◆ **Tasks to perform**:
a) Please reproduce the passage from the text about the U.S. Brig Niagara that begins at the words "Guests on Niagara" and ends after the words "on Niagara herself.".
b) According to the text about the U.S. Brig Niagara, which things suffer a negative impact from the delays? List all of them.

With these sorts of promises and failures, why should we believe anything PHMC says? Why should we believe any of their stated intentions, commitments, or timelines?

Guests on Niagara during 2019 Tall Ships Erie Festival
Niagara hosts thousands of visitors at the Tall Ships Erie Festival every three years. It is an embarrassment that Pennsylvania’s flagship will not be in attendance at the 2025 event. It’s an embarrassment because it was avoidable. PHMC/BHSM’s missteps have delayed her maintenance timeline to the point they claim she can no longer participate. It is unclear how much of the delays and errors are due to inexperience and ignorance of anything maritime, their cumbersome state processes, a lax culture with no negative repercussions for failures, basic incompetence, bad intentions, or a combination of these things. Whatever the reason behind the delays, they have a real and tangible negative impact on Erie’s local economy, the Flagship City’s morale, the community who support her, and on Niagara herself.

Why does this matter?

If PHMC was just an entity unto itself, and wasn’t harming anyone else through their ineptitude, then we could look the other way. But their ongoing failures over at least two decades has made caring for the U.S. Brig Niagara more difficult and more expensive. They add delays and barriers to her proper care, they exclude others from the process, they appear to actively fight transparency, and it all has added up to harmful effects on the social and economic well-being of our region. PHMC’s failures lead to more costs for tax payers and fewer benefits in return. They don’t appear to be working hard at improving that, and appear to think that there’s nothing we can do about it.

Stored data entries
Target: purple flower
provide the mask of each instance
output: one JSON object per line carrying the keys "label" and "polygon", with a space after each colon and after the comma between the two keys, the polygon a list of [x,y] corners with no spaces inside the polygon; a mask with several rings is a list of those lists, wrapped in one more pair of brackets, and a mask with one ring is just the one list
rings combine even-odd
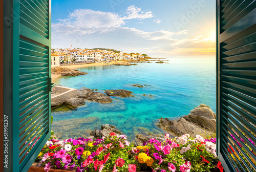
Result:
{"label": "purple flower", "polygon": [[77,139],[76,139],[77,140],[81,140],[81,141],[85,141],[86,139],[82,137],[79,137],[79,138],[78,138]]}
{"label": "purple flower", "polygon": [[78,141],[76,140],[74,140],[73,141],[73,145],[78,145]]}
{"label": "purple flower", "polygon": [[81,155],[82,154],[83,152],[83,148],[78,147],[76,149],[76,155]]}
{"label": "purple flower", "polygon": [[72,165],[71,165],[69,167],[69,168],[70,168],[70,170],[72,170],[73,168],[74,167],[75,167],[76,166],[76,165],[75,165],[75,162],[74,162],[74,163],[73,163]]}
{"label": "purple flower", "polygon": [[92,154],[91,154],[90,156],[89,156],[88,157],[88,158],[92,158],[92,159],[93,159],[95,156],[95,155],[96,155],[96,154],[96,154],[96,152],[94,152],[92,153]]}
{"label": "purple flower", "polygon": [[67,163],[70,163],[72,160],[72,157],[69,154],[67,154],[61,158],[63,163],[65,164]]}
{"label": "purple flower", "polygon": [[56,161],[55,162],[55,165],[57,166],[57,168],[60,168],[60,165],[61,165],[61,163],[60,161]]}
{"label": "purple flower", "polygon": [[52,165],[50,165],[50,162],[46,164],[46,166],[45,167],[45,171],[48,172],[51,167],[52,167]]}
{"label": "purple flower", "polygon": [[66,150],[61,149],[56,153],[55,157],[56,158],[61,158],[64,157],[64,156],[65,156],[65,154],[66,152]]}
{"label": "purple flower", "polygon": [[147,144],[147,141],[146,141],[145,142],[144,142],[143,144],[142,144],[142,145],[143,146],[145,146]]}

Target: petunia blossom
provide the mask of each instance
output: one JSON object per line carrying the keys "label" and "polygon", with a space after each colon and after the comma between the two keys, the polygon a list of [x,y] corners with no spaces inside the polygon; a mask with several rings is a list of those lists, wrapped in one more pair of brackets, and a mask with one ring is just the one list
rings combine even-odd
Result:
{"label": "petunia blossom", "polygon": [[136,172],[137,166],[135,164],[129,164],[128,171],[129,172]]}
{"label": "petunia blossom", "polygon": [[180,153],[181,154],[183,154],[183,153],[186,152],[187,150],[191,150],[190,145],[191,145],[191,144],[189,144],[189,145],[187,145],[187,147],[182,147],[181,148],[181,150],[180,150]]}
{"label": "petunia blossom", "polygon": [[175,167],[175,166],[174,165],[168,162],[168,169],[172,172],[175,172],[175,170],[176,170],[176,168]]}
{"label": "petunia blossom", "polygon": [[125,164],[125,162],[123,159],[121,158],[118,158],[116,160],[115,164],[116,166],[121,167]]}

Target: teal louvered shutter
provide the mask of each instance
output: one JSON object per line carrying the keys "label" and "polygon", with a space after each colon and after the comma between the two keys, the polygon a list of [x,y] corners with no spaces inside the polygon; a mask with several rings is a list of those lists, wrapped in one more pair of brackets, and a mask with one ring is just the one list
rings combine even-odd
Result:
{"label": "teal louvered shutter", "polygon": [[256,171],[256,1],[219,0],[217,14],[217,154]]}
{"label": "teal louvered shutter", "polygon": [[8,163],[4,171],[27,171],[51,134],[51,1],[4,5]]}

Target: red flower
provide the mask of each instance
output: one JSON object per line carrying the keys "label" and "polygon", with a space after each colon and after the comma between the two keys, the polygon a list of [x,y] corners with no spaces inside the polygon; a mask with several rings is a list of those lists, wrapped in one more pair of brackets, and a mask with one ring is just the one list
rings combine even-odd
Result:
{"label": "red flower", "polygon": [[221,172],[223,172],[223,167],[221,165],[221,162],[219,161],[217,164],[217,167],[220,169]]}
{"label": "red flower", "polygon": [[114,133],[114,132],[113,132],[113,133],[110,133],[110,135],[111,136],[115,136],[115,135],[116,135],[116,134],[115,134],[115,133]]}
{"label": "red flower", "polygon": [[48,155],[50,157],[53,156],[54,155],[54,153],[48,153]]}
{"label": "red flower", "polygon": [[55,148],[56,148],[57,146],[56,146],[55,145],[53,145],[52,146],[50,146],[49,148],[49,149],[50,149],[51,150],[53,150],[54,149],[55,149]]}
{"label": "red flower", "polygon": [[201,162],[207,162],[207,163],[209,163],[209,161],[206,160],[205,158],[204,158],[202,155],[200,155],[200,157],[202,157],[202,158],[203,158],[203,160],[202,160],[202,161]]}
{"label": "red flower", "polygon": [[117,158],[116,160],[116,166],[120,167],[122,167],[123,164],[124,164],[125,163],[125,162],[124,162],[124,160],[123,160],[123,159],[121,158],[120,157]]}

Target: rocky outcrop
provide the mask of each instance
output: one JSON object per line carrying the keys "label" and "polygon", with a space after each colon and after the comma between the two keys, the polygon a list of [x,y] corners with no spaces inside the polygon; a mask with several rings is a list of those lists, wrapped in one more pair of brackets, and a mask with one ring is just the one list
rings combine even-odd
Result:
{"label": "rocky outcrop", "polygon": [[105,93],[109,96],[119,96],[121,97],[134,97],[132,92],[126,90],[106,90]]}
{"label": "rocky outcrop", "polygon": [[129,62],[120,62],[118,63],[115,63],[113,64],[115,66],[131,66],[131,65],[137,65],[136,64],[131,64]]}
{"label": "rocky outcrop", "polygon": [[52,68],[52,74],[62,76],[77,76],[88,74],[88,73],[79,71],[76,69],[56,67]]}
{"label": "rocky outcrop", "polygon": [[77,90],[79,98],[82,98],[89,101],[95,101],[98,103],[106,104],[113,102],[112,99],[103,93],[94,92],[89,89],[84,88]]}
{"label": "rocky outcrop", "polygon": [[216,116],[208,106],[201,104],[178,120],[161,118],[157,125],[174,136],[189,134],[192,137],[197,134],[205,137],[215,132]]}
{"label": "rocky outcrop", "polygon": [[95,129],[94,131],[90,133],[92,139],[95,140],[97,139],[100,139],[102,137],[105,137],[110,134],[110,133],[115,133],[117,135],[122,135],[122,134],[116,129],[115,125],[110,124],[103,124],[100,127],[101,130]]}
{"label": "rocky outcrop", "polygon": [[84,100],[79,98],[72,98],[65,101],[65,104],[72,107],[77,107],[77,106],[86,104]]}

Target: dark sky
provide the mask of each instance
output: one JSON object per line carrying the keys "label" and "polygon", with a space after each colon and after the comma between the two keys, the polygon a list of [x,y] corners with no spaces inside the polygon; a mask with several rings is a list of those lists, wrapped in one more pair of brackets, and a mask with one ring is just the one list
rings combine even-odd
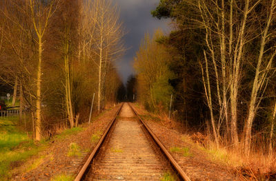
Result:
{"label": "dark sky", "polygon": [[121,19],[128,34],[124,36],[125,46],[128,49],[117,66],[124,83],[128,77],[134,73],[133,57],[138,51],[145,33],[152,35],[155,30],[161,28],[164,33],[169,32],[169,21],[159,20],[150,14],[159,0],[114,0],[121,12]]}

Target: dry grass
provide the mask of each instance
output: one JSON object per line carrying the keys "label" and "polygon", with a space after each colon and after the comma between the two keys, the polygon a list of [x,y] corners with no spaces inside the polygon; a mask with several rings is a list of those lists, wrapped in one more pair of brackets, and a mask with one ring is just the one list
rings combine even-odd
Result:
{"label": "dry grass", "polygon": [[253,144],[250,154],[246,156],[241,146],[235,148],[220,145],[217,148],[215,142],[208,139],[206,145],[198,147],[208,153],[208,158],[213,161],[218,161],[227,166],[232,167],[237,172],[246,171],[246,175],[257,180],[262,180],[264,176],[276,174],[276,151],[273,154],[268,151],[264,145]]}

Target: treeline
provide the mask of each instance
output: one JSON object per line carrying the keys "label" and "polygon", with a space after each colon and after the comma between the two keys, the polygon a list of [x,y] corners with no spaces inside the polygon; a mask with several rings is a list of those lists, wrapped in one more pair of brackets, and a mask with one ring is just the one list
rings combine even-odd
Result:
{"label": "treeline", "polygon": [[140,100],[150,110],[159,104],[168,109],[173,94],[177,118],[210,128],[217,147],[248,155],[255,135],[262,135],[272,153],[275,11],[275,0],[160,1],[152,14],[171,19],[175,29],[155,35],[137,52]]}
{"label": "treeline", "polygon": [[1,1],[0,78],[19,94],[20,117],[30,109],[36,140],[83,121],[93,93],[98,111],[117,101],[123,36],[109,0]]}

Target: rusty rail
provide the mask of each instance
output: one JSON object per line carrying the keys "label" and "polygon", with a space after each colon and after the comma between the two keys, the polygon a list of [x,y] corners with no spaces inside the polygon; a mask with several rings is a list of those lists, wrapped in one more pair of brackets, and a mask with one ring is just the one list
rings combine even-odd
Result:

◆ **Task solutions**:
a)
Guests on Niagara during 2019 Tall Ships Erie Festival
Niagara hosts thousands of visitors at the Tall Ships Erie Festival every three years. It is an embarrassment that Pennsylvania’s flagship will not be in attendance at the 2025 event. It’s an embarrassment because it was avoidable. PHMC/BHSM’s missteps have delayed her maintenance timeline to the point they claim she can no longer participate. It is unclear how much of the delays and errors are due to inexperience and ignorance of anything maritime, their cumbersome state processes, a lax culture with no negative repercussions for failures, basic incompetence, bad intentions, or a combination of these things. Whatever the reason behind the delays, they have a real and tangible negative impact on Erie’s local economy, the Flagship City’s morale, the community who support her, and on Niagara herself.

b)
- Erie's local economy
- the Flagship City's morale
- the community who support her
- Niagara herself